- **Record list**:

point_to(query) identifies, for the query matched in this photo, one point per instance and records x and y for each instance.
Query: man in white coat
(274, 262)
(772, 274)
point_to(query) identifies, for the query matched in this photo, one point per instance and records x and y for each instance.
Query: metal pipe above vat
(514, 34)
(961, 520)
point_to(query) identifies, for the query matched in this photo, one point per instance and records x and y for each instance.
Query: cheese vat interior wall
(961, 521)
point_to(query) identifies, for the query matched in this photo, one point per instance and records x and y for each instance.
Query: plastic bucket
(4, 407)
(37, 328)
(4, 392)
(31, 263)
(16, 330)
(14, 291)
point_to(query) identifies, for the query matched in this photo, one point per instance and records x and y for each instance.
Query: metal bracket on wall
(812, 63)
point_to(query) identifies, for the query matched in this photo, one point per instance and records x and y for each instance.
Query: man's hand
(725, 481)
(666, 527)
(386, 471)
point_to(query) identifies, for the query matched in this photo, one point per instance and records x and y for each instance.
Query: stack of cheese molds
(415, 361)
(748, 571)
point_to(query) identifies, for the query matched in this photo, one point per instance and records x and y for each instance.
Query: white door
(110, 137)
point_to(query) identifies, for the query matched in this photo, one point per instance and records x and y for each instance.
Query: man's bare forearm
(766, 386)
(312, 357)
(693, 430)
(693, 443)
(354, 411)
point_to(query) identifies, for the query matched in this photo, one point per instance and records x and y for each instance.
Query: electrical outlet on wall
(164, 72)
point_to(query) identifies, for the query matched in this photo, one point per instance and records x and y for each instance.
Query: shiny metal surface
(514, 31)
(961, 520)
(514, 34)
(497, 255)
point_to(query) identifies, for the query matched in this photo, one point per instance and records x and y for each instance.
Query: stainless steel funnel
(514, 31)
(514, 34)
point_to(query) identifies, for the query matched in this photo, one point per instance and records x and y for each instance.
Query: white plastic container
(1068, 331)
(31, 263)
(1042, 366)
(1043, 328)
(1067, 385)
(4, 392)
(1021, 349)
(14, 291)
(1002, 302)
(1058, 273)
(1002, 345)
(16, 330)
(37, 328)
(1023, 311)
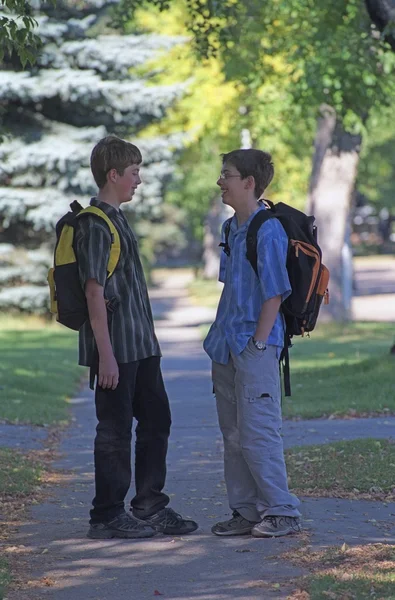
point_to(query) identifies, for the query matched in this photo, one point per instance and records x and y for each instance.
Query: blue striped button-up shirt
(244, 293)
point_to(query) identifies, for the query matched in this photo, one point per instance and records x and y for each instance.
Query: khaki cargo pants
(248, 396)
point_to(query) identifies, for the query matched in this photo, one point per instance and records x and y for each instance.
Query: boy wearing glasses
(244, 344)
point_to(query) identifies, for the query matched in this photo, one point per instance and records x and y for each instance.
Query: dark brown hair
(253, 162)
(112, 153)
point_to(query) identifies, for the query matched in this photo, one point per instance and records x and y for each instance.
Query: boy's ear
(250, 182)
(112, 175)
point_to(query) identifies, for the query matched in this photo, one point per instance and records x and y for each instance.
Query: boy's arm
(93, 243)
(108, 374)
(267, 318)
(273, 275)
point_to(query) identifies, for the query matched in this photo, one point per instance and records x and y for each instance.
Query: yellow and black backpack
(68, 301)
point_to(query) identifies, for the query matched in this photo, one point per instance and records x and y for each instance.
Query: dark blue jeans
(140, 394)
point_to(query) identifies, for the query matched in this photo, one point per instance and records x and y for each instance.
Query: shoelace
(276, 522)
(171, 517)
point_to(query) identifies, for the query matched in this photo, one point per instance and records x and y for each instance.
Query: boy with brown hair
(245, 344)
(122, 350)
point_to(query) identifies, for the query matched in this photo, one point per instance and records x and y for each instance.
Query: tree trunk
(335, 165)
(211, 239)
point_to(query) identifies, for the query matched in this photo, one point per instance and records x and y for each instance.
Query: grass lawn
(341, 370)
(4, 577)
(356, 469)
(18, 473)
(20, 477)
(38, 371)
(343, 573)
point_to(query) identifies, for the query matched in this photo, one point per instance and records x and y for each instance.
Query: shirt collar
(245, 225)
(106, 208)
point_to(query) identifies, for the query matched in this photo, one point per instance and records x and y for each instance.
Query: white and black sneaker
(169, 522)
(272, 526)
(122, 526)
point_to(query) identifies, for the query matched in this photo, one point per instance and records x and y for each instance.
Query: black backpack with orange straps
(307, 274)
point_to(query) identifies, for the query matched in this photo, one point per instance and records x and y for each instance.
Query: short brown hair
(253, 162)
(112, 153)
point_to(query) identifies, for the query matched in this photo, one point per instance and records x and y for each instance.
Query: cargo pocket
(261, 392)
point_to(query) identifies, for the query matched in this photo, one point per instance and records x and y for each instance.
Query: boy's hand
(108, 375)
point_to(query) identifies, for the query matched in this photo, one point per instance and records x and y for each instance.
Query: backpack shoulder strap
(225, 245)
(252, 236)
(115, 250)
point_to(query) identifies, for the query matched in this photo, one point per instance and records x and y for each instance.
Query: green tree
(336, 68)
(17, 35)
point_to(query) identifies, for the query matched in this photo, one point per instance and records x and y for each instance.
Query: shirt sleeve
(272, 258)
(92, 246)
(222, 257)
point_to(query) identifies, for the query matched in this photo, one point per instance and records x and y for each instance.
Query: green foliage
(357, 465)
(330, 52)
(18, 473)
(17, 35)
(376, 174)
(38, 371)
(4, 577)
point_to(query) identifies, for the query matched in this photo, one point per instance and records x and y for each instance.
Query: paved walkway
(200, 566)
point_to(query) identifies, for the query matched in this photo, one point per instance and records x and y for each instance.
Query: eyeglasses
(227, 176)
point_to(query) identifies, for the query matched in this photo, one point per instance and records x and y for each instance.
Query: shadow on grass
(38, 371)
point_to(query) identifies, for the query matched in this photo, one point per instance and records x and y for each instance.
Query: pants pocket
(261, 392)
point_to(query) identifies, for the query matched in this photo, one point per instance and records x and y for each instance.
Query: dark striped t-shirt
(131, 324)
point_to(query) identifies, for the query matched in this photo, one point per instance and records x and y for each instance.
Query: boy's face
(234, 190)
(127, 183)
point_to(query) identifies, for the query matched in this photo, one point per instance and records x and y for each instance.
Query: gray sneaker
(237, 525)
(123, 526)
(276, 527)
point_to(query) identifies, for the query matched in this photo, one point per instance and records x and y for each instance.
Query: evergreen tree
(85, 84)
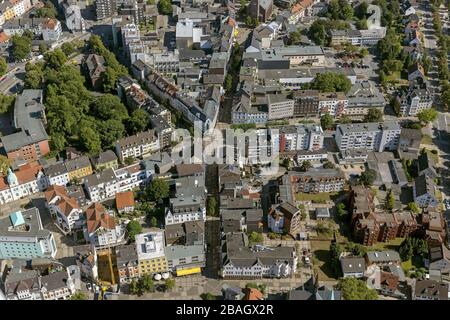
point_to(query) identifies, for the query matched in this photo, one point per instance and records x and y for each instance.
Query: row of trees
(75, 116)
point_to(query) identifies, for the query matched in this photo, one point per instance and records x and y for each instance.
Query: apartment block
(371, 136)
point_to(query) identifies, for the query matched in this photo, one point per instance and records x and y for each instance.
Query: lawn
(314, 197)
(391, 245)
(322, 260)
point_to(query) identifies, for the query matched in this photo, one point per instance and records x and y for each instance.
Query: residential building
(72, 13)
(30, 142)
(414, 101)
(101, 229)
(189, 203)
(317, 180)
(186, 259)
(298, 137)
(280, 107)
(371, 136)
(57, 285)
(66, 209)
(105, 160)
(151, 253)
(105, 8)
(353, 267)
(26, 181)
(306, 103)
(382, 258)
(261, 9)
(425, 190)
(127, 263)
(78, 168)
(51, 30)
(22, 285)
(283, 218)
(239, 261)
(57, 174)
(95, 65)
(333, 103)
(101, 186)
(137, 145)
(430, 290)
(22, 236)
(125, 202)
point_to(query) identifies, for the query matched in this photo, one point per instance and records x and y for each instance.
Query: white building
(298, 137)
(371, 136)
(101, 186)
(241, 261)
(280, 106)
(415, 101)
(138, 145)
(26, 181)
(51, 30)
(101, 229)
(22, 236)
(189, 203)
(66, 209)
(333, 103)
(56, 174)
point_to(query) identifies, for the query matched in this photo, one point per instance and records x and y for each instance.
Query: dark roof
(431, 289)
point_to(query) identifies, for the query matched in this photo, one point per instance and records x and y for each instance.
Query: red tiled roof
(97, 217)
(124, 200)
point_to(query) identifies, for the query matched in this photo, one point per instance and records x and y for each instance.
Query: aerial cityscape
(224, 150)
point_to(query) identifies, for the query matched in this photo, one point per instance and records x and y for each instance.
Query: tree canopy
(133, 228)
(331, 82)
(326, 121)
(373, 115)
(158, 190)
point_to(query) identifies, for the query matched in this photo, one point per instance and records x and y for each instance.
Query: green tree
(170, 284)
(138, 121)
(328, 165)
(110, 131)
(355, 289)
(165, 7)
(21, 47)
(78, 296)
(47, 11)
(412, 206)
(326, 121)
(68, 48)
(43, 48)
(345, 119)
(55, 59)
(427, 115)
(390, 200)
(3, 66)
(306, 165)
(154, 222)
(158, 190)
(331, 82)
(361, 24)
(341, 211)
(368, 177)
(5, 164)
(108, 107)
(90, 140)
(133, 228)
(255, 237)
(6, 103)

- **To do**:
Please return every line of the records that contains the word "with".

- **Solution below**:
Query: boy with brown hair
Query: black backpack with orange straps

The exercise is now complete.